● **PROBLEMS TO WORK ON**
(A) In the S.H.I.E.L.D. review, who is the boy initiated into the group?
(B) According to the S.H.I.E.L.D. review, why does Hickman use characters such as Nathaniel Richards and Howard Stark? Answer in one to three sentences.
(C) Please list every one of the brightest minds that the S.H.I.E.L.D. review names as part of the organization.

● **TEXT EXCERPT**
════════════════════

Comic Picks By The Glick

S.H.I.E.L.D. vol. 1

October 29, 2011

While Jonathan Hickman’s “Secret Warriors” is an epic, high-energy espionage caper, and his “Fantastic Four” reconfigures its classic elements into something new, this first volume comes off as an attempt to tell one of the “big idea” stories that made him famous at Image in the context of the Marvel Universe.  The high concept here is that before S.H.I.E.L.D. was the Supreme Headquarters, Intelligence, Espionage, Law-Enforcement Division, it was an organization that stretched back to the time of the Pharaohs to protect the world from the forces that would threaten it.  Some of the brightest minds of the time, including Leonardo Da Vinci, Isaac Newton, and Galileo have been/are still a part of it as they have stepped up time and time again to show that “this is not how the world ends.”  After reading this, I definitely want to see how it ends, though I’m at a loss as to seeing why it needed to be set in the Marvel Universe.

That’s not to say that Hickman doesn’t make good use of his setting.  We get to see crazy things such as Chinese ruler Han Zheng negotiating the fate of the Earth with a pregnant Celestial and Galactus menacing late 15th century Italy.  Famous fathers Nathaniel Richards and Howard Stark also have prominent supporting roles.  I know why Hickman is using these characters as their familiarity helps ground these events, and longtime readers will also get a kick out of seeing them used in unconventional ways.

The problem is that, at this point, the story’s core has very little to do with the actual Marvel Universe.  One could probably be forgiven for thinking that with a title like this, that we’re going to be getting the “secret history” (read:  rectonned) history of the organization but that’s not it at all.  Instead, we’re introduced to Leonid, a boy who is also a source of unimaginable power, being initiated into the group and then finding himself in the middle of a war of ideas between Newton and Da Vinci.  I like the use of these historical characters in this manner, as Hickman notes in the backmatter that their histories are legendary enough to have turned them into larger-than-life/iconic comic-book characters, but this is their story and not one of superheroes.

════════════════════

● **COLLECTED MATERIAL**
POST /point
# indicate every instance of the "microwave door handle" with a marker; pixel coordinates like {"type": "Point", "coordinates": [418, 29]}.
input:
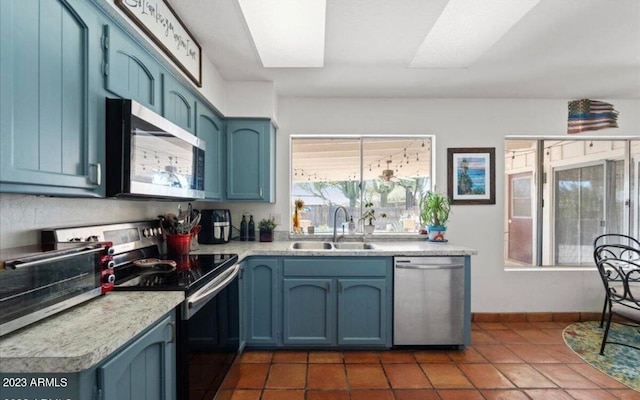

════════════════════

● **ANSWERS PER TASK**
(A) Leonid, a boy who is also a source of unimaginable power.

(B) Their familiarity helps ground the story's events. Longtime readers will also enjoy seeing them used in unconventional ways.

(C) Leonardo Da Vinci, Isaac Newton, Galileo